A postal carrier drives past protesters during a rally against changes to the United States Postal Service, in Newport Beach, Calif., Tuesday, Aug., 18, 2020. Facing mounting public pressure and a crush of state lawsuits, President Donald Trump's new postmaster general announced Tuesday he is halting some operational changes to mail delivery that critics blamed for widespread delays and warned could disrupt the November election.(Jeff Gritchen/The Orange County Register via AP)
Nevada joined 13 other states suing President Donald Trump on Tuesday to block changes at the U.S. Postal Service, amid fears of problems with mail-in ballots in November.
The multi-state legal effort was filed in U.S. District Court in Washington state, headed by state Attorney General Robert Ferguson there.
It accuses Postmaster General Louis DeJoy, a major Trump donor, of making illegal operational changes that Nevada Attorney Gen. Aaron Ford said could hurt crucial mail delivery in the Silver State.

====

- [What to do]
(A) Answer these questions from the article on the Postal Service lawsuit:
(i) In what city was the rally shown in the photo held?
(ii) How many other states did Nevada join in suing President Donald Trump?
(iii) Who heads the multi-state legal effort?
(B) Summarize the article on the Postal Service lawsuit in two sentences.

====

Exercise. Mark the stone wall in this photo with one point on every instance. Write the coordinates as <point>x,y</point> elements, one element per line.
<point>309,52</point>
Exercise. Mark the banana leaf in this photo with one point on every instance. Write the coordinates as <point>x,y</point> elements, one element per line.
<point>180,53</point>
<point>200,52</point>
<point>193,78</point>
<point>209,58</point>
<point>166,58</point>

====

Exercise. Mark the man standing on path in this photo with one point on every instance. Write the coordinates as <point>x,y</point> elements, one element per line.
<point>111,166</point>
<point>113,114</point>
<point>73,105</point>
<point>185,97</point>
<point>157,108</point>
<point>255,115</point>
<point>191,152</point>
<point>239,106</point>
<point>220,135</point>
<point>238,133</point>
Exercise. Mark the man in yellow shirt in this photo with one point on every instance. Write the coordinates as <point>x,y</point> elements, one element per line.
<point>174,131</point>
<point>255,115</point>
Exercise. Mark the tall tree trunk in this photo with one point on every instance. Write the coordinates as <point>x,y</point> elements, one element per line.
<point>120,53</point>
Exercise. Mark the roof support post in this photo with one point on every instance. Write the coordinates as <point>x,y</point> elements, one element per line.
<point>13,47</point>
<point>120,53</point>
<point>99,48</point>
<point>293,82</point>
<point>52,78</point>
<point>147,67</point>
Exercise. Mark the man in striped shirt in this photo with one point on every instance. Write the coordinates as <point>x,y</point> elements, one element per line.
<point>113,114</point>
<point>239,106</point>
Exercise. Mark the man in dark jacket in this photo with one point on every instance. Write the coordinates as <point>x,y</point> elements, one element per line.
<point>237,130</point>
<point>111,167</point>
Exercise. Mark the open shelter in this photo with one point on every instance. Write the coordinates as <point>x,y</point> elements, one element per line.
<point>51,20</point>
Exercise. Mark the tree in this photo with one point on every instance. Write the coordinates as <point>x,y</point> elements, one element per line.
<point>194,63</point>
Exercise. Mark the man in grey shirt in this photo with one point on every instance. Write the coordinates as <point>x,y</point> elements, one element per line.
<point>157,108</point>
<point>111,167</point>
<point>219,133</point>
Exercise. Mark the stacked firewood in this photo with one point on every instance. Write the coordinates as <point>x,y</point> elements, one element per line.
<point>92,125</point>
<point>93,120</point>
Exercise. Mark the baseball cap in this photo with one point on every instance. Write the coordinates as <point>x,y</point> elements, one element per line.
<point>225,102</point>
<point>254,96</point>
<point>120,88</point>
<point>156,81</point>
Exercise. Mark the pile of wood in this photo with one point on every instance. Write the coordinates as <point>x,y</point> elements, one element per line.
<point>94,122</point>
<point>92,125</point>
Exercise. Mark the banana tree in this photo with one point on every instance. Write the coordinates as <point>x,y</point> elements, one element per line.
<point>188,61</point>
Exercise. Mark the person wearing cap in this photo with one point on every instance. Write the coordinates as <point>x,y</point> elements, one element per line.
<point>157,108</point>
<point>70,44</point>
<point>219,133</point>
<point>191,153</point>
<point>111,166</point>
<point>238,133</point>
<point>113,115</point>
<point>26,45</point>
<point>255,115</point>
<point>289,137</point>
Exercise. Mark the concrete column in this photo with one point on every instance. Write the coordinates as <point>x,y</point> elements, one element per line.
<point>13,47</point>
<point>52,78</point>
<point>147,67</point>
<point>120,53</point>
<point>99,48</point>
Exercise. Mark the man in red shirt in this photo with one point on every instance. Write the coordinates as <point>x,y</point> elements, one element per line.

====

- [Solutions in order]
(A)
(i) Newport Beach, Calif.
(ii) 13
(iii) Robert Ferguson, the Attorney General of Washington state

(B) Nevada joined 13 other states on Tuesday in suing President Donald Trump to block changes at the U.S. Postal Service, amid fears of problems with mail-in ballots in November. The suit was filed in U.S. District Court in Washington state and accuses Postmaster General Louis DeJoy, a major Trump donor, of making illegal operational changes that Nevada Attorney General Aaron Ford said could hurt crucial mail delivery in Nevada.